Saved entries:

+-------+

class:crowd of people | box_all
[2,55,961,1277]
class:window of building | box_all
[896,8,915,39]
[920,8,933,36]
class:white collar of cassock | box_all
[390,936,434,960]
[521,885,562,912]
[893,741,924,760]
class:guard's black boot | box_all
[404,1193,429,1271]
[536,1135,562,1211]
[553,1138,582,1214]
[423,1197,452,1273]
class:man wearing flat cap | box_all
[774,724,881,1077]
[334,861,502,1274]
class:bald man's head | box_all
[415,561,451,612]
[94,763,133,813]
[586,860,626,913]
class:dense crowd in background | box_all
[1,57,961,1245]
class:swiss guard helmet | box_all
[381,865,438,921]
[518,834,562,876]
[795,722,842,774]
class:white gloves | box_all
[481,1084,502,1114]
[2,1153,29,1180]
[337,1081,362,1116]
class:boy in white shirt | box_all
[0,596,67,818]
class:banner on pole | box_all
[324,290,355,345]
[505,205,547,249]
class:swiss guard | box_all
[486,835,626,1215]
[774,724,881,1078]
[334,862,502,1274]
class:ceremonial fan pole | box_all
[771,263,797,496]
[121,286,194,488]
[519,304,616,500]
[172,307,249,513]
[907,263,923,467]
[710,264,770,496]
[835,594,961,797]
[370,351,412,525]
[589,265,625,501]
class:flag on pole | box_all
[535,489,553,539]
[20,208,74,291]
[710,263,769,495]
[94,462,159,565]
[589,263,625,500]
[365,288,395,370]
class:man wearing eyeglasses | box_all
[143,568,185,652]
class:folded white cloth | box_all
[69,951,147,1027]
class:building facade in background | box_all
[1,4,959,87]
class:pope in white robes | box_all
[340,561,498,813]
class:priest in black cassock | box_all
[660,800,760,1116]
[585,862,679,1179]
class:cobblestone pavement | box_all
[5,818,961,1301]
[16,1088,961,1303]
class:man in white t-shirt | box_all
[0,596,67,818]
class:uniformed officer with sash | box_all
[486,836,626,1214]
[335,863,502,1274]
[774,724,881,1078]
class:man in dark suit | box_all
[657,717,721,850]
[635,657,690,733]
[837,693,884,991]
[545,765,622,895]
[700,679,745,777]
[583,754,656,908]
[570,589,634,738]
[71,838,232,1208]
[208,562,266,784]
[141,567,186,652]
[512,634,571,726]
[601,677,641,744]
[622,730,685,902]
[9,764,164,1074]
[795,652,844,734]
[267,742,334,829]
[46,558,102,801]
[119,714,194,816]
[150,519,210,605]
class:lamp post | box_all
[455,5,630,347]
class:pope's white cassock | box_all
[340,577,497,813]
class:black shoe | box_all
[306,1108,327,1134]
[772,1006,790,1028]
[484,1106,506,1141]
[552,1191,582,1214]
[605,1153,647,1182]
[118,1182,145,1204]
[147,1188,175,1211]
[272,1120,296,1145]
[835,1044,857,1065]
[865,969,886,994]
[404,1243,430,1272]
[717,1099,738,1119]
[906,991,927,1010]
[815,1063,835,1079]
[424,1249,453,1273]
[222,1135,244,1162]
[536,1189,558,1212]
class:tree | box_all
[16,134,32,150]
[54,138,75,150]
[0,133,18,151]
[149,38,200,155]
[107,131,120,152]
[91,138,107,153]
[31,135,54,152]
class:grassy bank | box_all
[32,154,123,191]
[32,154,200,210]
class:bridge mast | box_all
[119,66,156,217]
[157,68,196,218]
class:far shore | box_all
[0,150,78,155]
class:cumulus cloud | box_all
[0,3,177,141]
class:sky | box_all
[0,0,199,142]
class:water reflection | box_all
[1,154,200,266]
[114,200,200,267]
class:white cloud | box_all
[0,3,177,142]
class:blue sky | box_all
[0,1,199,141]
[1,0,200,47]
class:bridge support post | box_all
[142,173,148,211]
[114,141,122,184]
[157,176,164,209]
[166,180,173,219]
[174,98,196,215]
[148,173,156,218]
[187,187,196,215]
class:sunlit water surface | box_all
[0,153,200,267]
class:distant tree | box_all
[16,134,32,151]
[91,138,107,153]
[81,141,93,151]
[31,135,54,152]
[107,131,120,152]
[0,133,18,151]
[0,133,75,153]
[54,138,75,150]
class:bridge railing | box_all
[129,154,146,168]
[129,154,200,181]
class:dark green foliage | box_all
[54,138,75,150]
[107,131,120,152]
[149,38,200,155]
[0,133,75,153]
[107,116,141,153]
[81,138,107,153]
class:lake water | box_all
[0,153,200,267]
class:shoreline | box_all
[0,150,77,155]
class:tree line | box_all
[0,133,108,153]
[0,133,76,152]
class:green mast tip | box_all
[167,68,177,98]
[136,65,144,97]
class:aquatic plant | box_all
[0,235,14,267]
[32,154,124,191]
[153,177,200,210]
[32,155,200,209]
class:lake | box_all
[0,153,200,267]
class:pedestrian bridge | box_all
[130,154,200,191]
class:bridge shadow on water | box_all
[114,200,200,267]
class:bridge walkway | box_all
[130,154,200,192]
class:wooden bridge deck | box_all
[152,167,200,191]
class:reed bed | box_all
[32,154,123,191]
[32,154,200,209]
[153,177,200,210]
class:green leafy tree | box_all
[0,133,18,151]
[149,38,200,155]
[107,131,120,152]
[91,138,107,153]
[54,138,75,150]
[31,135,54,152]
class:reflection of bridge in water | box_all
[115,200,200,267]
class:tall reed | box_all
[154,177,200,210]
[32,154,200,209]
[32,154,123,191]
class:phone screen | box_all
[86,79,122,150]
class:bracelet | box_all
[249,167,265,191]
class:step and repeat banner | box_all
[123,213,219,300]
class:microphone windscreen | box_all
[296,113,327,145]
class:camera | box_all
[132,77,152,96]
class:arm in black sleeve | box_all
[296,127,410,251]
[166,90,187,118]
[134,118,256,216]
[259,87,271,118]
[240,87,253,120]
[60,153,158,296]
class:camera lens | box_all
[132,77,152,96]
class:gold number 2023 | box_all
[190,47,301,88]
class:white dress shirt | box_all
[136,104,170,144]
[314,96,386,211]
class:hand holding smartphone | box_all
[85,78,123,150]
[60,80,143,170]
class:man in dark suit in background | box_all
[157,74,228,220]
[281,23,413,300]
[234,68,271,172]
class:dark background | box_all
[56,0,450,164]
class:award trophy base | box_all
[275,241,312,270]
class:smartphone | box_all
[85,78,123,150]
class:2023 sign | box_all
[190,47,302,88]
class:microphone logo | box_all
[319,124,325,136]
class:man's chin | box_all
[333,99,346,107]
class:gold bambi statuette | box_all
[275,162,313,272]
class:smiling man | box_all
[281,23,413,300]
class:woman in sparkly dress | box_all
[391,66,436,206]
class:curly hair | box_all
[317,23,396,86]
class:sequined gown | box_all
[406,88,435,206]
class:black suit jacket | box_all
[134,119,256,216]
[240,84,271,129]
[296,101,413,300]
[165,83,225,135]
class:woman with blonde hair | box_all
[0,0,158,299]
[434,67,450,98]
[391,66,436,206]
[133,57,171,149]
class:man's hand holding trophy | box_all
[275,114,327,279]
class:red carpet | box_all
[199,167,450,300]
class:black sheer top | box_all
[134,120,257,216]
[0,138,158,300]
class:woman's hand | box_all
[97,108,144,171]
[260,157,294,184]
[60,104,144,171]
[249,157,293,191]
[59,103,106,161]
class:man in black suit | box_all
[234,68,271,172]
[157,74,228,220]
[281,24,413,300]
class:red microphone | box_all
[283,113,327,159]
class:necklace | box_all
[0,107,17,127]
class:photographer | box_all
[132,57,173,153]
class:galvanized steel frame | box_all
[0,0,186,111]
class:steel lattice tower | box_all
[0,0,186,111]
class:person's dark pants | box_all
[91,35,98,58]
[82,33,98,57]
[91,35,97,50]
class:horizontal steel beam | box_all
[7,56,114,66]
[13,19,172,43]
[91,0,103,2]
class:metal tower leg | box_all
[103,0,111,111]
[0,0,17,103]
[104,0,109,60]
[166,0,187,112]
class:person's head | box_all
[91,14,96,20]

+-------+

WHAT YOU NEED TO DO
Take the line containing "class:smartphone | box_all" as the first line and the last line of the data above as the final one. Write out these lines and all between them exactly.

ANSWER TO THE PROBLEM
class:smartphone | box_all
[85,78,123,150]
class:2023 sign | box_all
[190,47,302,88]
class:microphone logo | box_all
[319,124,325,136]
class:man's chin | box_all
[333,99,346,107]
class:gold bambi statuette | box_all
[275,162,313,272]
class:smiling man | box_all
[281,23,413,300]
class:woman in sparkly dress | box_all
[391,66,436,206]
class:curly hair | box_all
[317,23,396,86]
class:sequined gown | box_all
[406,88,435,206]
class:black suit jacket | box_all
[134,119,256,216]
[240,84,271,129]
[296,101,413,300]
[165,83,225,135]
class:woman with blonde hair | box_all
[0,0,158,299]
[434,67,450,98]
[391,66,436,206]
[133,57,171,149]
class:man's hand holding trophy | box_all
[275,114,327,279]
class:red carpet | box_all
[199,167,450,300]
class:black sheer top | box_all
[134,120,257,216]
[0,138,158,300]
class:woman's hand | box_all
[97,108,144,171]
[260,157,294,184]
[60,104,144,171]
[249,157,293,191]
[59,103,106,161]
class:man in black suit | box_all
[234,68,271,172]
[157,74,228,220]
[281,24,413,300]
class:red microphone | box_all
[283,113,327,159]
class:necklace | box_all
[0,107,17,127]
class:photographer | box_all
[132,57,173,153]
class:galvanized steel frame | box_all
[0,0,186,111]
class:steel lattice tower | box_all
[0,0,186,111]
class:person's dark pants | box_all
[91,35,98,58]
[82,33,98,57]
[91,35,97,50]
class:horizontal steel beam | box_all
[7,56,114,66]
[13,19,172,43]
[91,0,103,2]
class:metal tower leg | box_all
[103,0,111,111]
[0,0,17,103]
[104,0,109,60]
[166,0,187,112]
class:person's head | box_all
[91,14,96,20]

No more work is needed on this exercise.